▸ **Opdracht A**: Noem alle gebruikersnamen waaronder in het fragment hieronder een bericht is geplaatst.

▸ **Fragment**:
····················

#  > STAGE & RIGGING FORA >  > RIGGING FORUM - ONDERWERPEN & FOTO'S >  >  Val uit dak - RAI - Holiday on Ice 'Fantasy' 2006 - Arjen Moor

## jadjong

[EDIT ADMIN: Man overleden na val op ijs - telegraaf.nl [Binnenland] |Een ander persbericht: Zichtlijnen bericht.. ]

Man overleden na val op ijs 

Uitgegeven: 18 december 2006 06:01 www.nu.nl 
AMSTERDAM - Een man is zondagavond bij een bedrijfsongeval in het Amsterdamse beurs- en evenementengebouw de Rai om het leven gekomen. Na afloop van een ijsshow verrichtte de man op grote hoogte werkzaamheden. Hij viel naar benden en kwam op het ijs terecht. 
Reanimatie mocht niet meer baten, de man overleed ter plaatse.
Verdere informatie over de identiteit ontbreekt nog, aldus een woordvoerder van de politie. Over de toedracht van het ongeluk was zondagavond nog niets bekend. 

Waar velen zo bang voor waren is nu toch gebeurd.  :Mad:  Wees voorzichtig met wat je doet, het kan jou ook overkomen.

----------


## Jugfire

Ik las het zojuist ook op fok.nl

Erg om te lezen dat het nogsteeds kan voorkomen dat iemand valt terwijl wij allemaal weten dat werken op hoogte verantwoordelijk en veilig moet gebeuren.

edit> overigens mijn medeleven naar de familie en de omstanders/collega's

----------


## SpaceyDeeJ

Viavia werd ik vanochtend gebeld over een eventuele gebeurtenis in de Rai. Omdat ik zelf freelance journalist ben, en daarnaast strijd ! voor veilige manier van werken, trok dit mijn aandacht. 

Navraag bij oa de persdienst van de productie maatschappij van Holiday On Ice leerde mij dat ik de man kende van rigging werkzaamheden tijdens een ander evenement in de Rai. 

Ik kan jullie vertellen dat de verslagenheid bij het bureau dat deze rigger heeft ingehuurd plus bij mij en overige collega bijzonder groot is. 

Over de toedracht en wat er precies gebeurt is, doe ik voor alsnog geen uitspraken. Er zijn op dit moment alleen dingen die van horen zeggen overgaan van de een op de ander en zou het dus alleen speculatief zijn om daar iets over mede te delen. 

De omgekomen man was ZEER bekwaam en wist waar hij mee bezig was...

Dit is nu een van de voorbeelden waarom ik altijd zo onwijs fel ben op veilig werken in onze branche en zo anti beunhaas ben...

····················

▸ **Ruwe vermeldingen**:
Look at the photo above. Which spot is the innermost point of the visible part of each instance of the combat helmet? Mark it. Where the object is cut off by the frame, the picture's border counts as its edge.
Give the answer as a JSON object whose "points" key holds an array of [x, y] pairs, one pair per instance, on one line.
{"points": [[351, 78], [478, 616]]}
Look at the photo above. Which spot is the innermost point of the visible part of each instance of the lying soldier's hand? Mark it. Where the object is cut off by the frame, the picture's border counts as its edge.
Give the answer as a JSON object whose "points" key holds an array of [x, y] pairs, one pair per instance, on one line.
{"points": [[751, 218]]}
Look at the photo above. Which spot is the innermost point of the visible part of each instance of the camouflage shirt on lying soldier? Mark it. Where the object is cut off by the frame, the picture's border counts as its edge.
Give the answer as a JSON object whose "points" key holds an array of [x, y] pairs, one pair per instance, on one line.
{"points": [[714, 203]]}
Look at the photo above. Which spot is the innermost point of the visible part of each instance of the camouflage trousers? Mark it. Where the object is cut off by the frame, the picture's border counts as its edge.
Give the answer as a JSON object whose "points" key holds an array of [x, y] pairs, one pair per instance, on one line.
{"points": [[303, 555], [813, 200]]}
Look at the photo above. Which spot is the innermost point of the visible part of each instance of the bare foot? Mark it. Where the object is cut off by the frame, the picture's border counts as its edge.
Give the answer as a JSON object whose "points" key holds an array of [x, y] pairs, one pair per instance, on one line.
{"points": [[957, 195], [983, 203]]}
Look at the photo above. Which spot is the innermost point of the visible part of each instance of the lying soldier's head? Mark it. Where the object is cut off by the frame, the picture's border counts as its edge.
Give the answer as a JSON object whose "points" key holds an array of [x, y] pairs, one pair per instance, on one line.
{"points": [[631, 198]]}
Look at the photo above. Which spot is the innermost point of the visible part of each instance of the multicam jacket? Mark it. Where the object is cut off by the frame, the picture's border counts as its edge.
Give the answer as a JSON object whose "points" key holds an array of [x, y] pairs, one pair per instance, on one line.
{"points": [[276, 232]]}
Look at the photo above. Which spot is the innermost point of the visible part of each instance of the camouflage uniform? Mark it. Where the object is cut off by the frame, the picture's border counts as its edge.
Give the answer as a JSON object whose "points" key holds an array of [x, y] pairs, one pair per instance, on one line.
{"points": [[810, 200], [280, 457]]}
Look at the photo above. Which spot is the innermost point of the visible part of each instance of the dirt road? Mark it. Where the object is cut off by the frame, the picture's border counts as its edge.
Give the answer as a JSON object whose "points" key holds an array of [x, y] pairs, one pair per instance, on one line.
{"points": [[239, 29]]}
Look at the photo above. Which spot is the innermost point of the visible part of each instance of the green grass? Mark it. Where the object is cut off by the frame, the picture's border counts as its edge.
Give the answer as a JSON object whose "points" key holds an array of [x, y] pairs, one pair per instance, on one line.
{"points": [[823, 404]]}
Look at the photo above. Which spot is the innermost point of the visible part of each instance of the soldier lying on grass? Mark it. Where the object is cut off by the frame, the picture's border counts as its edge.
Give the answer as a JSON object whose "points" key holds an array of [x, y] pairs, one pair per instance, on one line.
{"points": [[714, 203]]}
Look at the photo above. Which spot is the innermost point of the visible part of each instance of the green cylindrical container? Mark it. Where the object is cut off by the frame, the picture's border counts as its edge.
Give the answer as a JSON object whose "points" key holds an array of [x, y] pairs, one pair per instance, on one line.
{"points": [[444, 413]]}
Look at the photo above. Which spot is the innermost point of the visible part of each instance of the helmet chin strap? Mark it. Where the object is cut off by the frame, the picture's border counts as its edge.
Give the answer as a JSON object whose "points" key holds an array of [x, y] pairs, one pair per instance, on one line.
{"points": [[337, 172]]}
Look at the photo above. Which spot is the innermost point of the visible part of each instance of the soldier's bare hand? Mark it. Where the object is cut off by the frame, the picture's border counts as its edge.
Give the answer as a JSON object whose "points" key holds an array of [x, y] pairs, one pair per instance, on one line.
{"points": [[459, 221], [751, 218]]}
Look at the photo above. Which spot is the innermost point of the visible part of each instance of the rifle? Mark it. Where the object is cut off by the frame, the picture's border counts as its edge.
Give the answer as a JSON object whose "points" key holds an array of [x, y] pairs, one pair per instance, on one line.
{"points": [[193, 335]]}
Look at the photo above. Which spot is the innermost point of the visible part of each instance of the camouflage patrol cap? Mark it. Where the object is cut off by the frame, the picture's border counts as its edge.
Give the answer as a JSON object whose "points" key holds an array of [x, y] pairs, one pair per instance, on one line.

····················

▸ **Opdracht B**: Geef elke regel uit de vermeldingen hierboven weer waarin de string "hand" voorkomt. Hoofdletters en kleine letters tellen daarbij als verschillend.

▸ **Juist antwoord A**:
jadjong
Jugfire
SpaceyDeeJ

▸ **Juist antwoord B**:
Look at the photo above. Which spot is the innermost point of the visible part of each instance of the lying soldier's hand? Mark it. Where the object is cut off by the frame, the picture's border counts as its edge.
Look at the photo above. Which spot is the innermost point of the visible part of each instance of the soldier's bare hand? Mark it. Where the object is cut off by the frame, the picture's border counts as its edge.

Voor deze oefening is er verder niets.